Required task:
Extract all of the entries and set them down verbatim.

Records of labeled points:
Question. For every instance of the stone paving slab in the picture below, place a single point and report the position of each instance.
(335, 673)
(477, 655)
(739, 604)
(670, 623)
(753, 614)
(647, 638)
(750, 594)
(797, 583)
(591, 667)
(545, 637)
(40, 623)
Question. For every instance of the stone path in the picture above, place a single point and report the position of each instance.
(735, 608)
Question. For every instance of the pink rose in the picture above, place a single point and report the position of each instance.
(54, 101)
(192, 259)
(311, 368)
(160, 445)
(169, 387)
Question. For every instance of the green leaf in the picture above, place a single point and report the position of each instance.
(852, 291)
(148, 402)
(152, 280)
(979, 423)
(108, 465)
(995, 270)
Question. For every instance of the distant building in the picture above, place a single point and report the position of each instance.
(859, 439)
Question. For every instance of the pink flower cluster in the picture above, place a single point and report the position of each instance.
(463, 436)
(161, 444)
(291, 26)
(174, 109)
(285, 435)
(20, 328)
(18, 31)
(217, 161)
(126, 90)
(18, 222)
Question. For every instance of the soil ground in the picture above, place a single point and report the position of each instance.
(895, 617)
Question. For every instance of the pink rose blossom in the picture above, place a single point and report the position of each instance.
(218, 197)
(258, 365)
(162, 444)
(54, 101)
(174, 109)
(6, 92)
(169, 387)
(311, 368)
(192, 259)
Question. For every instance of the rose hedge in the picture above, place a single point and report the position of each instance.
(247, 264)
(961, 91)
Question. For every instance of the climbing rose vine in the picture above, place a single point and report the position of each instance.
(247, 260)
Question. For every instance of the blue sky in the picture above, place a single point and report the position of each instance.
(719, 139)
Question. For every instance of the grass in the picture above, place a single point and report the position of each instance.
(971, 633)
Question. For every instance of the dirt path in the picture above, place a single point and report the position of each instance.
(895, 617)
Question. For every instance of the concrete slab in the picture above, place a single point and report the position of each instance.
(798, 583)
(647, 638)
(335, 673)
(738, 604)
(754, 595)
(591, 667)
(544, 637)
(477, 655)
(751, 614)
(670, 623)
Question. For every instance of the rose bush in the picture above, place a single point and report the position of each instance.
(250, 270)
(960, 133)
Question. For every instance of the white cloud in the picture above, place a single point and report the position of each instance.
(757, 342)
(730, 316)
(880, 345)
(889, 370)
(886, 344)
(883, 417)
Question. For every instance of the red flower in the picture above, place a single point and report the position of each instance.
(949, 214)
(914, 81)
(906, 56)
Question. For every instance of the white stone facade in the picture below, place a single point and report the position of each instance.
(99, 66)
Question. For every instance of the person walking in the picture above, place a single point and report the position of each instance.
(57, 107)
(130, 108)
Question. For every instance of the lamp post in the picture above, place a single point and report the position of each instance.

Result of the exercise:
Question. For every instance of the stone paving slab in the picture below, place a single point and report the position of each instance.
(335, 673)
(477, 655)
(739, 604)
(670, 623)
(753, 614)
(647, 638)
(750, 594)
(797, 583)
(591, 667)
(545, 637)
(40, 623)
Question. For every instance of the stone path in the picture above, place a single point and report the position of each instance.
(735, 608)
Question. For every instance of the pink rose in the picture above, place a single point and report the position of each instance.
(54, 101)
(192, 259)
(311, 368)
(160, 445)
(169, 387)
Question. For every instance of the green leaf in the picture above, place a single point and report the position of each instance.
(852, 291)
(148, 402)
(152, 280)
(979, 423)
(108, 465)
(995, 270)
Question. For every instance of the distant building in the picture above, place a single point and report the position of each instance.
(859, 439)
Question. For every instance of the pink flower cluster in the picture above, place a single point and report the position of each instance.
(463, 436)
(161, 444)
(291, 26)
(174, 109)
(285, 435)
(20, 328)
(18, 31)
(217, 161)
(126, 90)
(18, 222)
Question. For every instance of the soil ground in the picture above, place a single point and report the position of each instance.
(895, 617)
Question. For every instance of the pink rose blossom in the picture above, place a single point and report the position of each instance.
(218, 197)
(258, 365)
(162, 444)
(54, 101)
(174, 109)
(6, 92)
(169, 387)
(311, 368)
(192, 259)
Question. For every instance of the rose hedge in the picture above, place a single point and report the position of each instance.
(247, 264)
(961, 91)
Question. For every instance of the climbing rose vine in the picture above, place a single point and report the position of each instance.
(247, 260)
Question. For every instance of the blue sky in the picture above, place a single point and report the position of each instance.
(719, 139)
Question. For every instance of the grass in the picture above, place a single point and report the position of each instance.
(971, 633)
Question. For every instance of the dirt path in the picture above, place a single point and report the position of each instance.
(895, 617)
Question. For every instance of the concrete slab in the picture above, place a single point and report the position of each instance.
(798, 583)
(647, 638)
(335, 673)
(738, 604)
(754, 595)
(591, 667)
(544, 637)
(477, 655)
(751, 614)
(670, 623)
Question. For every instance of the rose bush in the picture above, place a single point and report the position of each instance.
(250, 270)
(960, 133)
Question. For every instance of the white cloud in the picture above, place a single point and report the position of each instance.
(757, 342)
(730, 316)
(880, 345)
(889, 370)
(886, 344)
(883, 417)
Question. For every instance of the red flower in the picture above, place a single point and report the position of each instance.
(949, 214)
(914, 81)
(906, 56)
Question. For every instance of the white stone facade in the picture below, place a single point and report the position of each instance.
(99, 66)
Question. For every instance of the person walking in the picture above, place a single point and report the position of each instance.
(57, 107)
(130, 108)
Question. For every instance of the lamp post in the picture above, place a single point and report the position of each instance.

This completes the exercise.